Recopiez intégralement, sans aucune modification, le récit du concert de Mark Lanegan aux Docks qui figure ci-dessous.

**Extrait du texte**
·····

Dimanche, 1er décembre, dans l’obscurité la plus complète, Mark Lanegan et son groupe s’installent sur la scène des Docks qu’ils connaissent bien (de mémoire, cela doit bien être son troisième concert dans la salle lausannoise). En fait, il fait tellement sombre qu’il faut attendre qu’il commence à chanter pour être sûr que c’est bien lui. On devine qu’il a, comme à son habitude, posé sa main gauche sur son pied de micro et on écoute religieusement à défaut de regarder.

Dans le noir, son groupe se met en place pour débuter le concert avec un nouveau titre « Disbelief Suspension » tiré de « Somebody’s Knocking » son nouvel album qui sera évidemment le sujet principal de la soirée.

Comme la lumière ne s’est jamais allumée, autant vous dire que mes photos de la soirée ne vont pas remporter de prix, ou alors tout au plus dans la catégorie « 50 nuances de noir ». Pas grave, l’essentiel c’est bien évidemment cette voix incroyable qui vous donne des frissons. Difficile de dire ce qui la différencie tellement des autres. Certes elle est magnifiquement basse et éraillée par une vie disons dissolue, mais surtout elle a ce petit grain qui la rend unique.

·····

**Informations fournies**
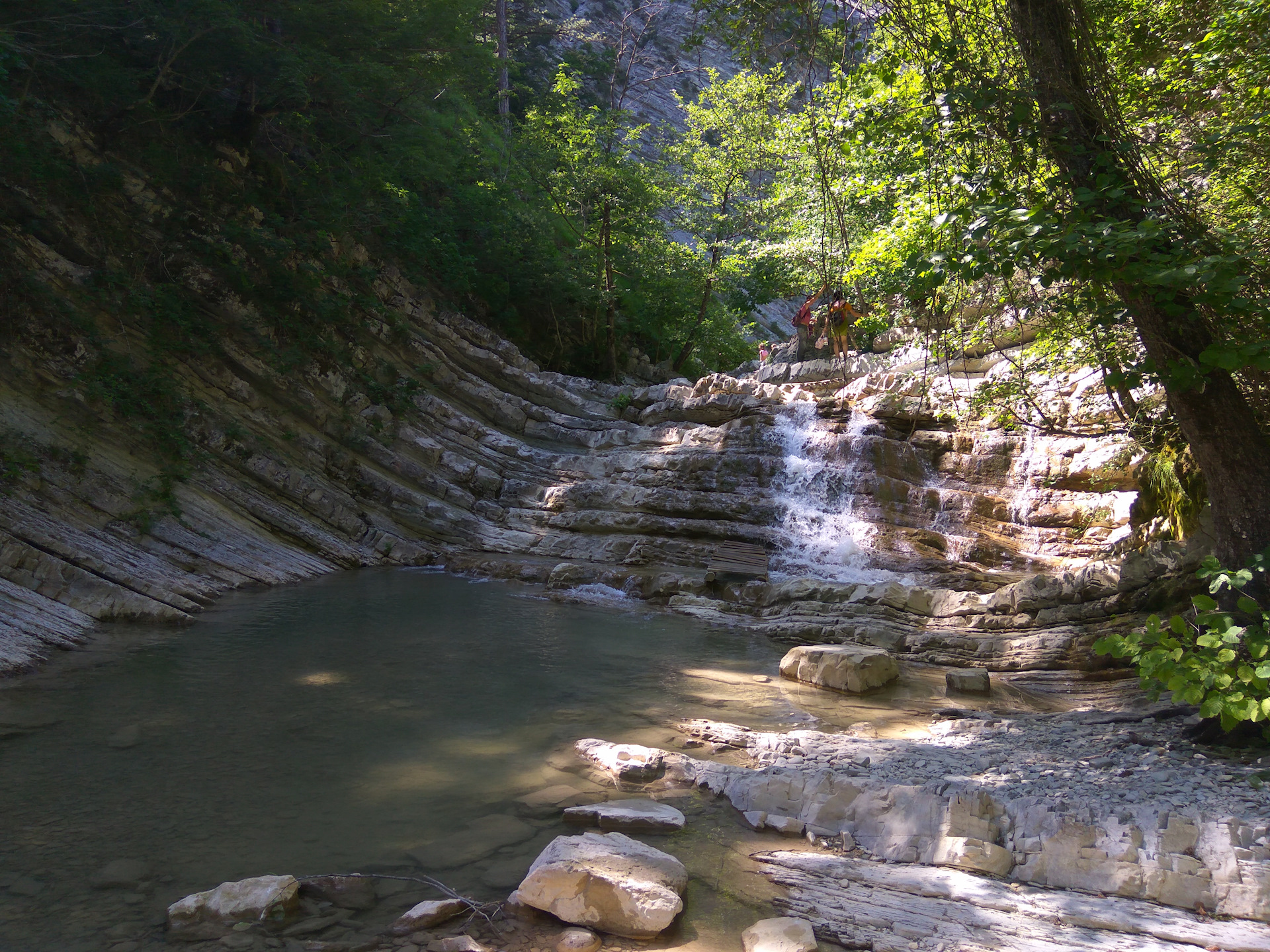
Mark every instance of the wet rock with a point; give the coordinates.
(125, 738)
(607, 881)
(476, 843)
(309, 927)
(626, 762)
(783, 935)
(456, 943)
(968, 681)
(121, 873)
(628, 815)
(969, 853)
(578, 941)
(854, 668)
(342, 891)
(215, 913)
(26, 887)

·····

**Réponse écrite**
Dimanche, 1er décembre, dans l’obscurité la plus complète, Mark Lanegan et son groupe s’installent sur la scène des Docks qu’ils connaissent bien (de mémoire, cela doit bien être son troisième concert dans la salle lausannoise). En fait, il fait tellement sombre qu’il faut attendre qu’il commence à chanter pour être sûr que c’est bien lui. On devine qu’il a, comme à son habitude, posé sa main gauche sur son pied de micro et on écoute religieusement à défaut de regarder.

Dans le noir, son groupe se met en place pour débuter le concert avec un nouveau titre « Disbelief Suspension » tiré de « Somebody’s Knocking » son nouvel album qui sera évidemment le sujet principal de la soirée.

Comme la lumière ne s’est jamais allumée, autant vous dire que mes photos de la soirée ne vont pas remporter de prix, ou alors tout au plus dans la catégorie « 50 nuances de noir ». Pas grave, l’essentiel c’est bien évidemment cette voix incroyable qui vous donne des frissons. Difficile de dire ce qui la différencie tellement des autres. Certes elle est magnifiquement basse et éraillée par une vie disons dissolue, mais surtout elle a ce petit grain qui la rend unique.